# EXERCISE TASK A
Recast every line of the listing that follows the Metaflow passage as a numbered list, skipping blank lines and leaving the pictures out.

# SELECTED EXCERPT
####

To help solve this problem, Netflix open-sourced Metaflow—originally an internal tool that abstracts away much of the infrastructure configuration and allows data scientists to use the same code in both development and production environments. The project was spun out into a separate startup called Outerbounds, which now manages its development. They also offer a managed platform which runs Metaflow so you don’t have to worry about setting it up.

In any case, it has some great concepts that can be applied to real-time data pipelines too, so let's take a closer look.

Metaflow: infrastructure for ML, AI and data science

You can run Metaflow locally, deploy it to external compute clusters, or use it in the Outerbounds managed platform. Once you have it set up, you can define and run your workflows in a cloud IDE. Unsurprisingly, you define your workflow in a Python file, which consists of steps that are defined with “@step” decorators. You can also visualise your workflow as a DAG which illustrates how the workflow will be executed.

The real kicker though, is the ability to provision infrastructure for each workflow step. Here’s a very simple example, from the Metaflow sandbox.

@kubernetes(memory=10000)
@catch
@step
def memory_hog(self):
    print("Requesting a lot of memory")
    self.bytes_used = len("x" * 1_000_000_000)
    print("Success!")
    self.next(self.join)

This example shows how you can provision a container with a specific amount of memory that goes beyond the defaults. Unlike Airflow, Metaflow allows you to easily provision different kinds of containers for different steps so that each step has the resources that it needs. For more information on how the Kubernetes configuration works, see Metaflow’s documentation of the “@kubernetes” decorator.

Although Metaflow is great for training and retraining models it’s not ideal for a real-time pipeline that runs continuous feature computations in production.

####

# INPUT

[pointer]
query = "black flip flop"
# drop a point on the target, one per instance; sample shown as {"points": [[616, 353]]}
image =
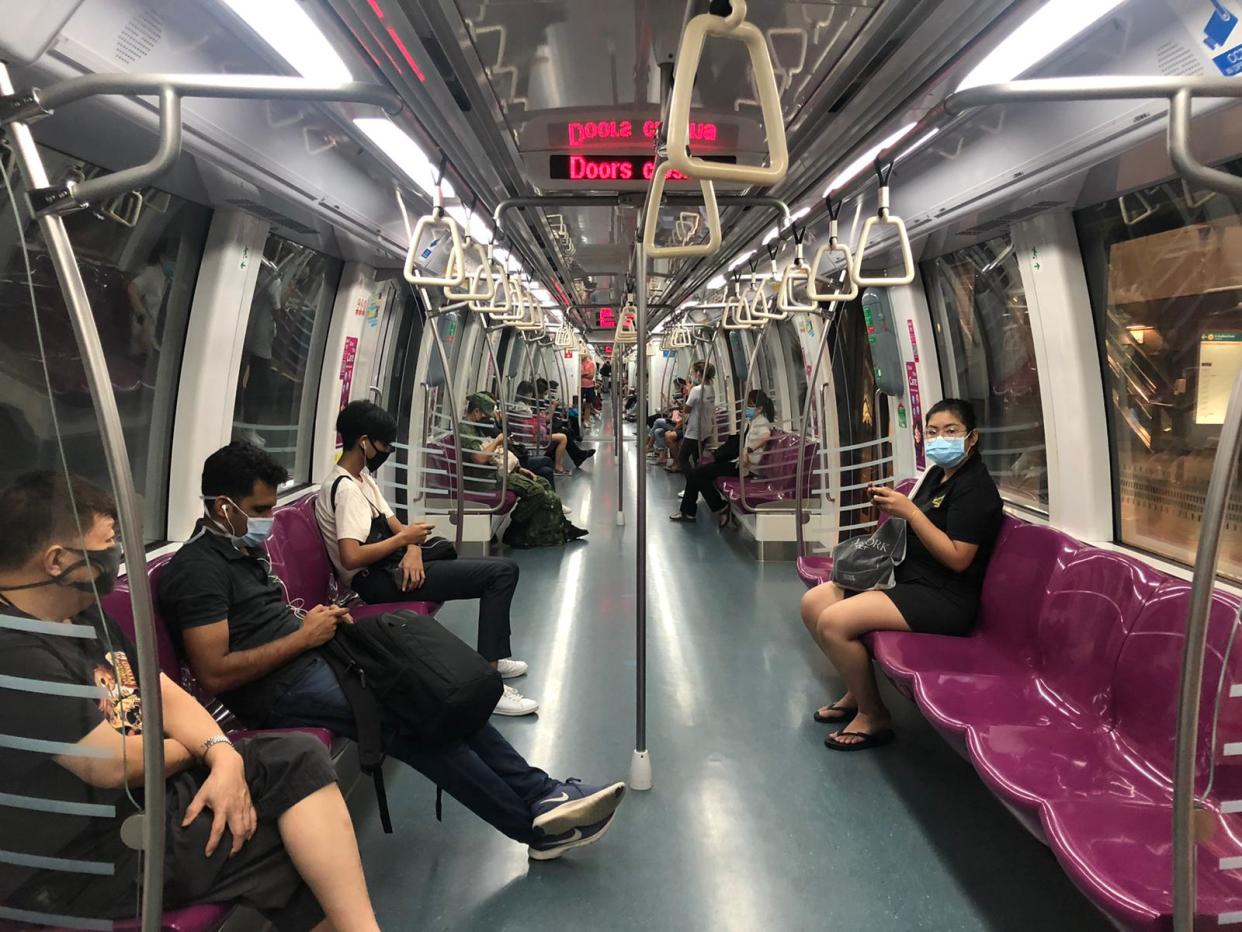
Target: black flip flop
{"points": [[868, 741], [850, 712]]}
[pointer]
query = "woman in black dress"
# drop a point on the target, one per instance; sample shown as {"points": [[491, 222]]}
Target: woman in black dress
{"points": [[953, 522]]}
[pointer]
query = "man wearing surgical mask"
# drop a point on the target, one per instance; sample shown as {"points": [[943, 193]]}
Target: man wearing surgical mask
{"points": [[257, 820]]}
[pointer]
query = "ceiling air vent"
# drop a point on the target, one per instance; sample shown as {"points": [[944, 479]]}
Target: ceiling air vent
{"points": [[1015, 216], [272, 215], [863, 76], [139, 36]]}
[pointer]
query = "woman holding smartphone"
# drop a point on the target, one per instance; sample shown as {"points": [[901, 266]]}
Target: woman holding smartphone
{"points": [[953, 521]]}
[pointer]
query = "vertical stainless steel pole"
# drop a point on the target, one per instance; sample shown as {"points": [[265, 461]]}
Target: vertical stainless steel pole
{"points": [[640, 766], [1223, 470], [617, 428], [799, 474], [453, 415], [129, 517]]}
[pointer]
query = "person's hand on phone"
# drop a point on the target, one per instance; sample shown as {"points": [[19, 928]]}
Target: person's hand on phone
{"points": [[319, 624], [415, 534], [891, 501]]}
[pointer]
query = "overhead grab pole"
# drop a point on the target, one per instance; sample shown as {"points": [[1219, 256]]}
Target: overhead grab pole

####

# EXERCISE TASK B
Name every decorator that appears in the Metaflow passage.

# CORRECT RESPONSE A
1. [pointer]
2. query = "black flip flop"
3. # drop a point on the target, one per instance; sample shown as {"points": [[616, 353]]}
4. image =
5. Target: black flip flop
6. {"points": [[868, 741], [850, 712]]}
7. [pointer]
8. query = "woman in black dress"
9. # drop a point on the target, one per instance; sample shown as {"points": [[491, 222]]}
10. Target: woman in black dress
11. {"points": [[953, 522]]}
12. [pointer]
13. query = "man wearing surgical mask"
14. # drop a point on the target, one per instance; sample shown as {"points": [[943, 193]]}
15. Target: man wearing surgical mask
16. {"points": [[257, 820]]}
17. [pointer]
18. query = "ceiling air vent"
19. # drop a point on the target, one per instance; sample shown as {"points": [[944, 479]]}
20. Target: ceiling air vent
21. {"points": [[1015, 216], [272, 215], [863, 76], [139, 36]]}
22. [pointer]
23. query = "woman holding smartphone"
24. # drop a point on the target, one per instance; sample shown as {"points": [[901, 266]]}
25. Target: woman holding smartphone
26. {"points": [[953, 521]]}
27. [pointer]
28. query = "vertical stainless steel pole"
29. # drop a point on the target, one per instance; sample shown as {"points": [[265, 461]]}
30. Target: vertical stainless steel pole
31. {"points": [[640, 766], [1223, 470], [617, 428], [799, 474], [453, 415], [129, 517]]}
32. [pointer]
33. query = "person's hand on phone"
34. # drop a point on the target, one per instance; sample shown as {"points": [[19, 928]]}
35. Target: person's hand on phone
36. {"points": [[319, 624], [415, 534], [891, 501]]}
37. [pointer]
38. query = "overhead grab pole"
39. # drop a point on the target, one per instance; sample shown as {"points": [[1219, 256]]}
40. Target: overhead grab pole

# CORRECT RESPONSE B
@kubernetes, @catch, @step